§ **AIM**
Which lines in the records below contain the word "blue"? Return each of them in full.

§ **EXERCISE MATERIALS**
────────

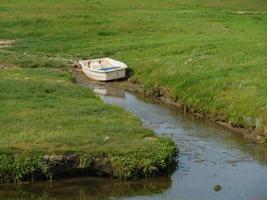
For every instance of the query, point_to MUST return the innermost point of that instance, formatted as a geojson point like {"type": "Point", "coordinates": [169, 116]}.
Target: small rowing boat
{"type": "Point", "coordinates": [103, 69]}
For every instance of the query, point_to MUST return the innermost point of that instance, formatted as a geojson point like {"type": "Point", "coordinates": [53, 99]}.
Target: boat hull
{"type": "Point", "coordinates": [104, 76]}
{"type": "Point", "coordinates": [93, 70]}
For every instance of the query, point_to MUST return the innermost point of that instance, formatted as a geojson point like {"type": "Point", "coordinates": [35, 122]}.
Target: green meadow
{"type": "Point", "coordinates": [43, 113]}
{"type": "Point", "coordinates": [210, 55]}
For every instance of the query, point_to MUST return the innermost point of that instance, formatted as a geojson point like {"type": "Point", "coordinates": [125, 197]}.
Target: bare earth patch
{"type": "Point", "coordinates": [6, 43]}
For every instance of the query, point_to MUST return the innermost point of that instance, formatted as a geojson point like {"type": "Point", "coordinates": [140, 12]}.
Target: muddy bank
{"type": "Point", "coordinates": [161, 95]}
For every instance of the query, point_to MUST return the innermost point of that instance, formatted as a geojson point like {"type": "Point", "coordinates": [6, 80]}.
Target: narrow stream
{"type": "Point", "coordinates": [209, 155]}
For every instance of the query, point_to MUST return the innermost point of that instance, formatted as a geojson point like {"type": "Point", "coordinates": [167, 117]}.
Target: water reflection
{"type": "Point", "coordinates": [85, 188]}
{"type": "Point", "coordinates": [209, 155]}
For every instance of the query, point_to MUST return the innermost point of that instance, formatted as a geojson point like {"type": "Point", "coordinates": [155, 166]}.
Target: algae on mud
{"type": "Point", "coordinates": [210, 55]}
{"type": "Point", "coordinates": [51, 127]}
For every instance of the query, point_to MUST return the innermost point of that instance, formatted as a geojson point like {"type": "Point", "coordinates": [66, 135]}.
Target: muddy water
{"type": "Point", "coordinates": [209, 155]}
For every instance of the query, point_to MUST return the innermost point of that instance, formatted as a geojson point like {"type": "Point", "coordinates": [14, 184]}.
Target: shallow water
{"type": "Point", "coordinates": [209, 155]}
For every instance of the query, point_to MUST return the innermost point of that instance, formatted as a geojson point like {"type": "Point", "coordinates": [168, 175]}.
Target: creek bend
{"type": "Point", "coordinates": [209, 155]}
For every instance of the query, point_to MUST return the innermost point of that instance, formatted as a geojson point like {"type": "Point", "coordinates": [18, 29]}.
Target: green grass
{"type": "Point", "coordinates": [43, 113]}
{"type": "Point", "coordinates": [210, 54]}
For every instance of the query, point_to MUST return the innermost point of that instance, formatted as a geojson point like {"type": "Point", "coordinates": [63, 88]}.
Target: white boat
{"type": "Point", "coordinates": [103, 69]}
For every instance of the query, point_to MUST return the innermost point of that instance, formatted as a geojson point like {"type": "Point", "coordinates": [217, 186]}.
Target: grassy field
{"type": "Point", "coordinates": [43, 113]}
{"type": "Point", "coordinates": [210, 54]}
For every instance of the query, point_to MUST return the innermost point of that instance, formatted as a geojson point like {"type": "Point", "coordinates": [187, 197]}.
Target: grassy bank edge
{"type": "Point", "coordinates": [30, 165]}
{"type": "Point", "coordinates": [161, 94]}
{"type": "Point", "coordinates": [34, 166]}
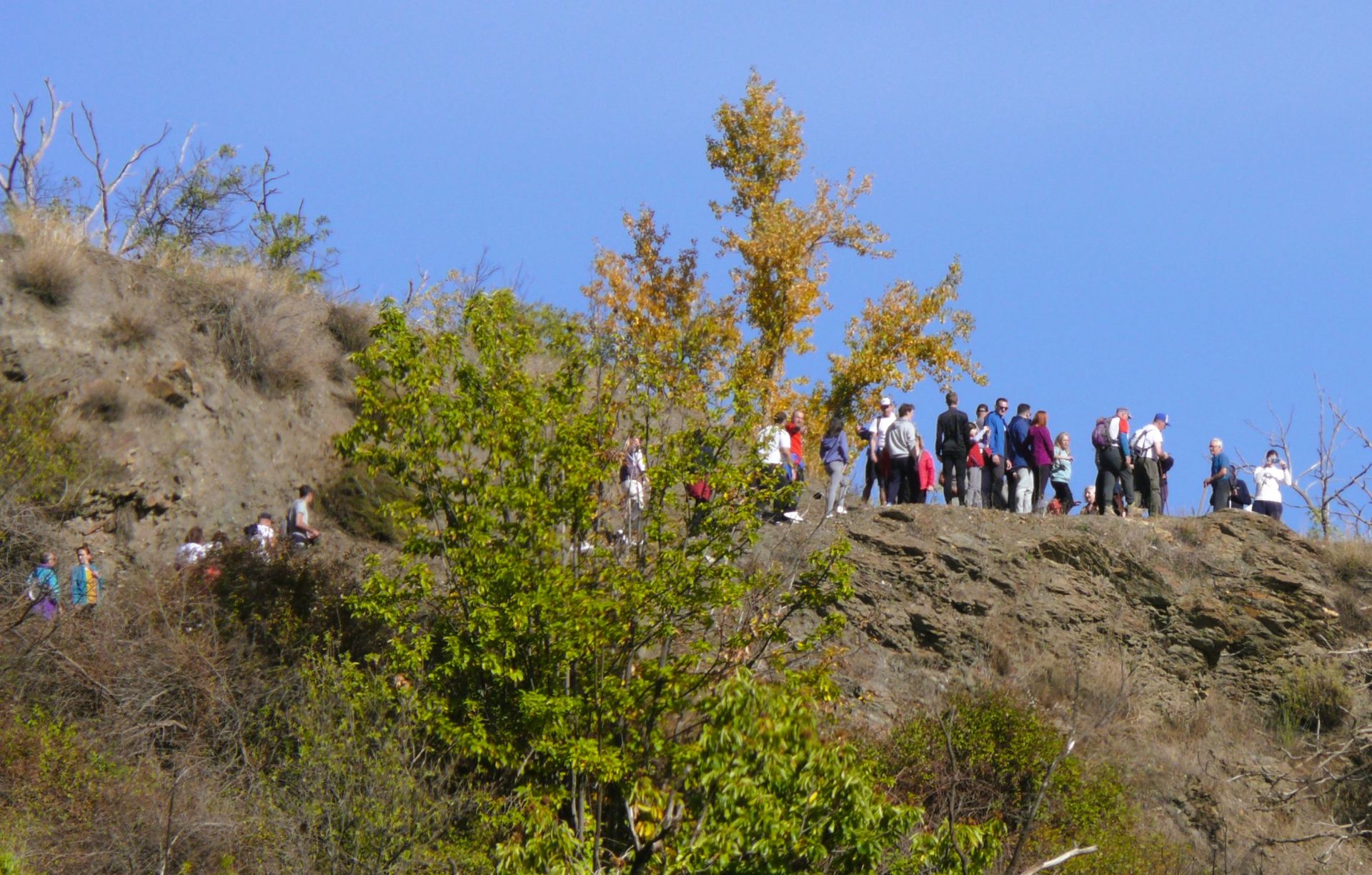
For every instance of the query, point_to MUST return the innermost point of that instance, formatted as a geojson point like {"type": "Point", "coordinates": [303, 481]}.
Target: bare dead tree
{"type": "Point", "coordinates": [1328, 494]}
{"type": "Point", "coordinates": [19, 180]}
{"type": "Point", "coordinates": [106, 186]}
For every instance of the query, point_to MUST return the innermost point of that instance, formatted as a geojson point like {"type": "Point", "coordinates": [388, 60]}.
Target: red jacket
{"type": "Point", "coordinates": [926, 471]}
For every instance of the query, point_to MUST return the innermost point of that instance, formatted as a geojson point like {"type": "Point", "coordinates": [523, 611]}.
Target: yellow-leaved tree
{"type": "Point", "coordinates": [782, 246]}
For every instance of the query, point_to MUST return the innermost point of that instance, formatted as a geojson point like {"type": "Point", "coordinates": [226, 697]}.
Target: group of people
{"type": "Point", "coordinates": [86, 586]}
{"type": "Point", "coordinates": [993, 460]}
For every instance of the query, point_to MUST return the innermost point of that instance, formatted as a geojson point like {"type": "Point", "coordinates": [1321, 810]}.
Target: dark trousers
{"type": "Point", "coordinates": [1110, 471]}
{"type": "Point", "coordinates": [1040, 481]}
{"type": "Point", "coordinates": [995, 483]}
{"type": "Point", "coordinates": [1220, 494]}
{"type": "Point", "coordinates": [1268, 509]}
{"type": "Point", "coordinates": [902, 480]}
{"type": "Point", "coordinates": [955, 478]}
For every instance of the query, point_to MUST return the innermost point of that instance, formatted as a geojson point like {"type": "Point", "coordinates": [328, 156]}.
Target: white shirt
{"type": "Point", "coordinates": [1268, 481]}
{"type": "Point", "coordinates": [1148, 442]}
{"type": "Point", "coordinates": [772, 444]}
{"type": "Point", "coordinates": [878, 429]}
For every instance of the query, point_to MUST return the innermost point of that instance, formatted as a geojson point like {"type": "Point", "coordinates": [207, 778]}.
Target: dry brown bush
{"type": "Point", "coordinates": [129, 329]}
{"type": "Point", "coordinates": [262, 326]}
{"type": "Point", "coordinates": [102, 401]}
{"type": "Point", "coordinates": [352, 324]}
{"type": "Point", "coordinates": [50, 264]}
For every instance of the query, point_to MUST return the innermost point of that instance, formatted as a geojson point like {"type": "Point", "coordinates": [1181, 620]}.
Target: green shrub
{"type": "Point", "coordinates": [1315, 699]}
{"type": "Point", "coordinates": [1003, 751]}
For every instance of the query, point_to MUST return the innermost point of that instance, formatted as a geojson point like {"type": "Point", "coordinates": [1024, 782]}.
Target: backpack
{"type": "Point", "coordinates": [1241, 497]}
{"type": "Point", "coordinates": [1100, 434]}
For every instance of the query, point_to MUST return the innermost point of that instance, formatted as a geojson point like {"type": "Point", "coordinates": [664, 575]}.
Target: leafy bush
{"type": "Point", "coordinates": [1315, 699]}
{"type": "Point", "coordinates": [1003, 752]}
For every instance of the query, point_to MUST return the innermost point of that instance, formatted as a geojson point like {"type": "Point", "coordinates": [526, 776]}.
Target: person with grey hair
{"type": "Point", "coordinates": [44, 589]}
{"type": "Point", "coordinates": [1221, 474]}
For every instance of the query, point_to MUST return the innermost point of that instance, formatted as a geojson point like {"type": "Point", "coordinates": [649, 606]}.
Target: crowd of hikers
{"type": "Point", "coordinates": [86, 587]}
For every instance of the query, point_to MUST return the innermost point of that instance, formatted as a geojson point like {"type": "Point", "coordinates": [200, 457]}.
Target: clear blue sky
{"type": "Point", "coordinates": [1158, 205]}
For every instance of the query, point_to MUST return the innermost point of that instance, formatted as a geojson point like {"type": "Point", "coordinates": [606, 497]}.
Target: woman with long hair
{"type": "Point", "coordinates": [1040, 453]}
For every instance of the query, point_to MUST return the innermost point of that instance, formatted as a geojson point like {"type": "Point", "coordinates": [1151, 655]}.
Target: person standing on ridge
{"type": "Point", "coordinates": [1020, 465]}
{"type": "Point", "coordinates": [298, 520]}
{"type": "Point", "coordinates": [86, 584]}
{"type": "Point", "coordinates": [878, 465]}
{"type": "Point", "coordinates": [1220, 476]}
{"type": "Point", "coordinates": [1113, 465]}
{"type": "Point", "coordinates": [902, 478]}
{"type": "Point", "coordinates": [951, 445]}
{"type": "Point", "coordinates": [833, 454]}
{"type": "Point", "coordinates": [1267, 483]}
{"type": "Point", "coordinates": [1040, 450]}
{"type": "Point", "coordinates": [1149, 454]}
{"type": "Point", "coordinates": [996, 427]}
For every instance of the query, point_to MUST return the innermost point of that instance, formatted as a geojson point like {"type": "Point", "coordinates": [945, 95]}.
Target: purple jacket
{"type": "Point", "coordinates": [1040, 442]}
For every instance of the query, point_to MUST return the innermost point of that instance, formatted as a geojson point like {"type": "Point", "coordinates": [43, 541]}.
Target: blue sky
{"type": "Point", "coordinates": [1157, 205]}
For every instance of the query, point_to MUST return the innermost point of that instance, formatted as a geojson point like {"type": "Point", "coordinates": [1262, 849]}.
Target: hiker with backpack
{"type": "Point", "coordinates": [298, 529]}
{"type": "Point", "coordinates": [43, 589]}
{"type": "Point", "coordinates": [833, 456]}
{"type": "Point", "coordinates": [1268, 480]}
{"type": "Point", "coordinates": [1148, 451]}
{"type": "Point", "coordinates": [1060, 474]}
{"type": "Point", "coordinates": [1020, 460]}
{"type": "Point", "coordinates": [878, 463]}
{"type": "Point", "coordinates": [1040, 451]}
{"type": "Point", "coordinates": [951, 445]}
{"type": "Point", "coordinates": [996, 427]}
{"type": "Point", "coordinates": [976, 463]}
{"type": "Point", "coordinates": [1221, 476]}
{"type": "Point", "coordinates": [86, 584]}
{"type": "Point", "coordinates": [1115, 466]}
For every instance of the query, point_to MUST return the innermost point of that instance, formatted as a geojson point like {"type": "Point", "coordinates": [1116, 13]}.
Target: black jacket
{"type": "Point", "coordinates": [951, 434]}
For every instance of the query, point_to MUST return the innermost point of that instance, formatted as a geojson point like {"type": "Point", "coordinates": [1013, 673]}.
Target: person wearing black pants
{"type": "Point", "coordinates": [951, 446]}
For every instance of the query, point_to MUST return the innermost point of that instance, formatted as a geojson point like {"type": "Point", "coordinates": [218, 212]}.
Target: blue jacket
{"type": "Point", "coordinates": [835, 449]}
{"type": "Point", "coordinates": [1021, 454]}
{"type": "Point", "coordinates": [996, 438]}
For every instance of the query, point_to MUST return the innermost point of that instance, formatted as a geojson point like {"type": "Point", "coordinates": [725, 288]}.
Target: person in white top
{"type": "Point", "coordinates": [878, 464]}
{"type": "Point", "coordinates": [774, 453]}
{"type": "Point", "coordinates": [1268, 480]}
{"type": "Point", "coordinates": [1148, 453]}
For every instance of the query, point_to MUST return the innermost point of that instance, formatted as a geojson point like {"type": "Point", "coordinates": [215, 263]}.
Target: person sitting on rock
{"type": "Point", "coordinates": [86, 584]}
{"type": "Point", "coordinates": [44, 590]}
{"type": "Point", "coordinates": [192, 549]}
{"type": "Point", "coordinates": [298, 520]}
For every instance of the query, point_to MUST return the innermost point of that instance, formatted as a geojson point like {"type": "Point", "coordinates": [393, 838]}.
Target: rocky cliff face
{"type": "Point", "coordinates": [1161, 645]}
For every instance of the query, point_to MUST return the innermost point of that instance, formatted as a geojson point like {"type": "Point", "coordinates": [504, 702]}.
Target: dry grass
{"type": "Point", "coordinates": [352, 326]}
{"type": "Point", "coordinates": [102, 401]}
{"type": "Point", "coordinates": [265, 331]}
{"type": "Point", "coordinates": [50, 264]}
{"type": "Point", "coordinates": [129, 329]}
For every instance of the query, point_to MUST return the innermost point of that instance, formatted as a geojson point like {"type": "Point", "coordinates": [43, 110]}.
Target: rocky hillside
{"type": "Point", "coordinates": [1166, 649]}
{"type": "Point", "coordinates": [212, 393]}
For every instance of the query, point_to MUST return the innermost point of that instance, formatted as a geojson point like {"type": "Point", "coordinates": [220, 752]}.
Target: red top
{"type": "Point", "coordinates": [1040, 445]}
{"type": "Point", "coordinates": [926, 471]}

────────

§ **WRITTEN ANSWER**
Target: clear blue sky
Target: blue sky
Target: blue jacket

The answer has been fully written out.